PASSAGE TO READ:
· · · ·

State Legislators Approve Bills for First Crossover

Mar 6, 2018

The House of Representatives convened to consider bills on 3rd reading.
Credit Wayne Yoshioka

The State Legislature is nearing the halfway point when bills must clear the first hurdle in that process. HPR’s Wayne Yoshioka reports.  



Legislative bills must be approved three times in their originating chamber to advance to the next step, known as the 1st crossover.  House bills go to the Senate and Senate bills go to the House for consideration.  Among them will be House Bill 2739, the medical aid in dying measure that would enable residents diagnosed with a terminal illness with less than 6 months to live access to prescription drugs to end their lives.  Representative Della Au Belatti introduced the measure.


“That is what this bill is about.  It is to offer that end-of-life option for individuals with a terminal illness to talk about how they want to live in their remaining time.”


The bill passed, 39 in favor-to-12 opposed, and can be passed by the Senate outright without an amendment.   The House also wants to outlaw liquor consumption within 1-thousand yards of any beach or shoreline in the state.  Representative Kaniela Ing introduced the bill because of the Independence Day Flotilla in Waikiki last year.


“In July there was about 200 rescues outside of Waikiki.  Our first responders, that we all say we support, were very, very much overwhelmed.  There’s 12 ambulances for the South side of O’ahu,  ten were used in that one spot.”

· · · ·

DATASET:
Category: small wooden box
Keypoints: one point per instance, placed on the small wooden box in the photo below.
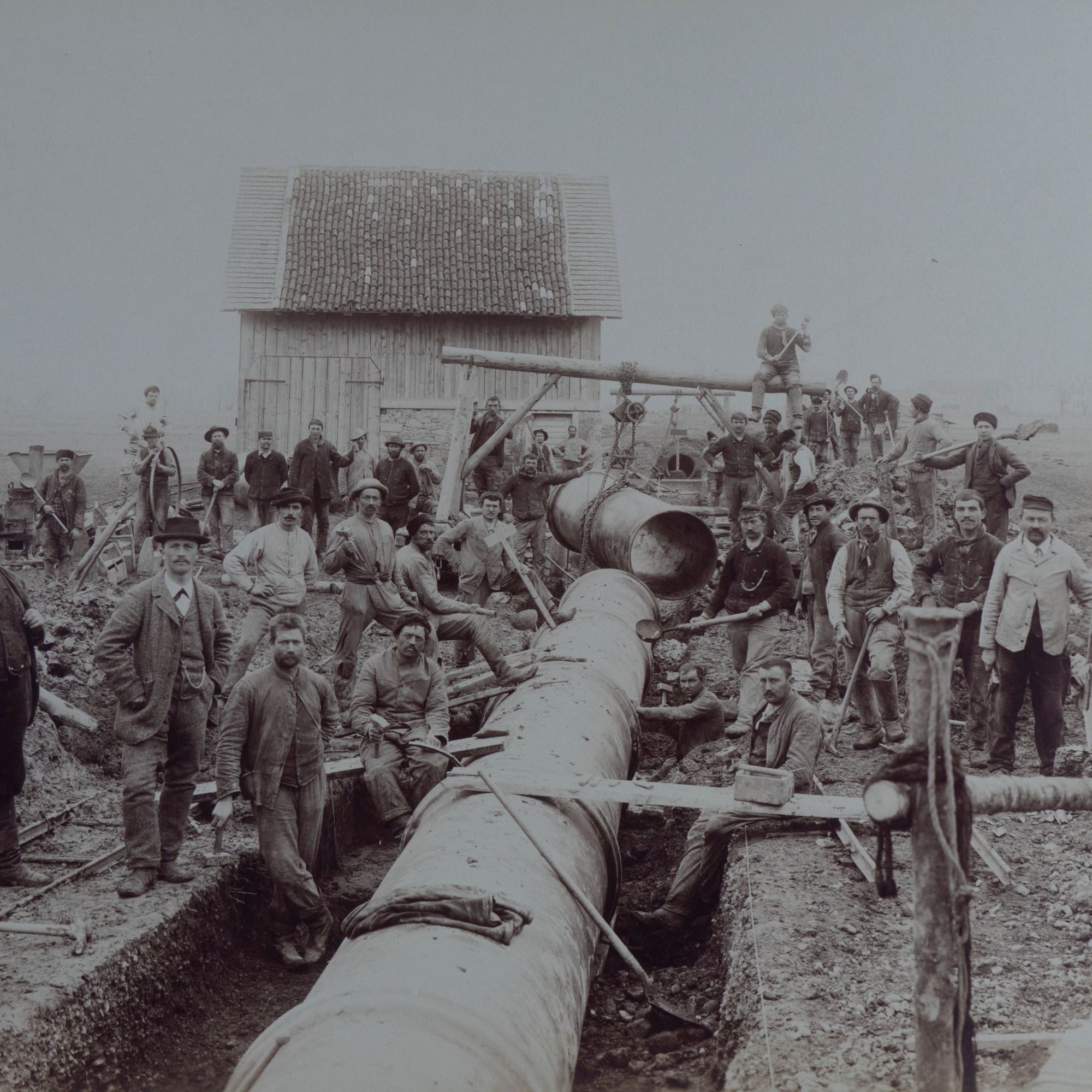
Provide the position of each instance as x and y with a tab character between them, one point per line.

· · · ·

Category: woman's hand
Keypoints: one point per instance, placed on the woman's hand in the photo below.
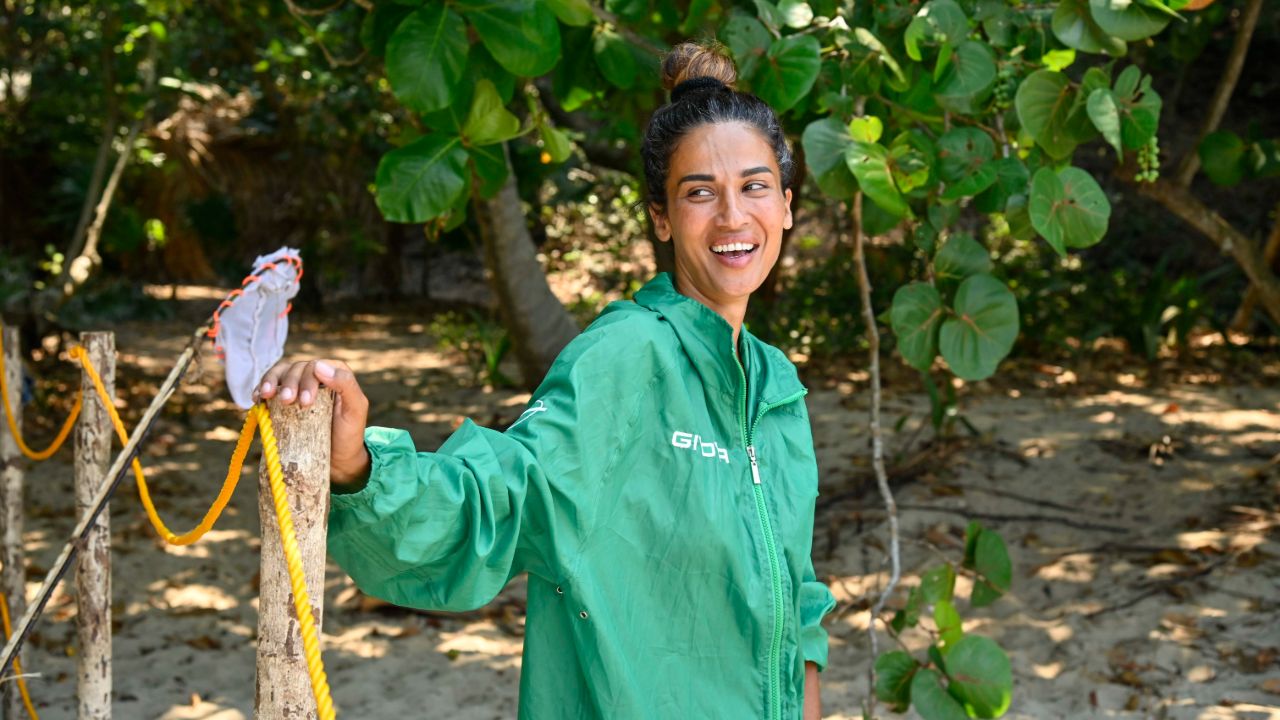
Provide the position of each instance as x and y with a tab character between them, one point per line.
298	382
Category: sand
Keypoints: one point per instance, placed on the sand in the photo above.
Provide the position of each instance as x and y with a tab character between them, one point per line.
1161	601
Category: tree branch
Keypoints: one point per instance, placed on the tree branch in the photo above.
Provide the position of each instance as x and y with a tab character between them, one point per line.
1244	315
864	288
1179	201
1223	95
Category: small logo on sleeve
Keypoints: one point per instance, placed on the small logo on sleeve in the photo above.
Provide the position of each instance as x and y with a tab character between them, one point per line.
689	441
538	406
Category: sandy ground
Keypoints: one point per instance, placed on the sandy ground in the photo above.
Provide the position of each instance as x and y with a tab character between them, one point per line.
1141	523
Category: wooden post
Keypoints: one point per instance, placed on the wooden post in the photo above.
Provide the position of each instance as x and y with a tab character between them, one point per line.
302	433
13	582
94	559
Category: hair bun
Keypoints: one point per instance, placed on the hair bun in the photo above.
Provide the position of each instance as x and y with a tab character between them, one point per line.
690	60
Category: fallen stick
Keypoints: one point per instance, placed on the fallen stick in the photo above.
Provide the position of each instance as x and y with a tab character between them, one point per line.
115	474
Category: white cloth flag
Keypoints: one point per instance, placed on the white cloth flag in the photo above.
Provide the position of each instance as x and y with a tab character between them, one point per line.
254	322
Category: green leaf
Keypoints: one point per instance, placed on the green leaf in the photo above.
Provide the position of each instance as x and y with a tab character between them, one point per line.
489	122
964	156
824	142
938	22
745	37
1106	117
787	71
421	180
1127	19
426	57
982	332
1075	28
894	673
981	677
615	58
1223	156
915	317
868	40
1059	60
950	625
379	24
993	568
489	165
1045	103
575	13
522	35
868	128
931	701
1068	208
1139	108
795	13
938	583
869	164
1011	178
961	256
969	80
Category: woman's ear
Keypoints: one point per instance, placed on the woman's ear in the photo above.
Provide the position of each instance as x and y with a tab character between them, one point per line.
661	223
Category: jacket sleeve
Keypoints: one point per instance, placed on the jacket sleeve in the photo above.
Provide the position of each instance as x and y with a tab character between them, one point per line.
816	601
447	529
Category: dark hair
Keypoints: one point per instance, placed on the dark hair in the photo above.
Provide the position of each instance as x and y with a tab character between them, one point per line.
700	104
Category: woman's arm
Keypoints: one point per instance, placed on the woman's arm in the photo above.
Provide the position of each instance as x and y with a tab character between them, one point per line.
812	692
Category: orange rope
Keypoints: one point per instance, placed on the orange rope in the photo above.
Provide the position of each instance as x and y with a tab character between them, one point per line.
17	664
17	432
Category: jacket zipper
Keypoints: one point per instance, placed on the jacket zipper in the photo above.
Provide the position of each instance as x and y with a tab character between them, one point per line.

· · · ·

ASSIGNED TASK A: For each statement, say whether the report on the state legislature's first crossover supports it, and quote the words of the report that decide it: (i) The medical aid in dying bill passed the House with 39 votes in favor. (ii) Legislative bills must be approved twice in their originating chamber to advance. (iii) The South side of O’ahu has 12 ambulances.
ASSIGNED TASK B: Translate this sentence from the report on the state legislature's first crossover into Spanish: "House bills go to the Senate and Senate bills go to the House for consideration."
The records have no connection to the report on the state legislature's first crossover.

TASK ANSWER A:
(i) Yes: "The bill passed, 39 in favor-to-12 opposed"
(ii) No: "Legislative bills must be approved three times in their originating chamber to advance to the next step"
(iii) Yes: "There’s 12 ambulances for the South side of O’ahu"

TASK ANSWER B: Los proyectos de ley de la Cámara de Representantes pasan al Senado y los proyectos de ley del Senado pasan a la Cámara para su consideración.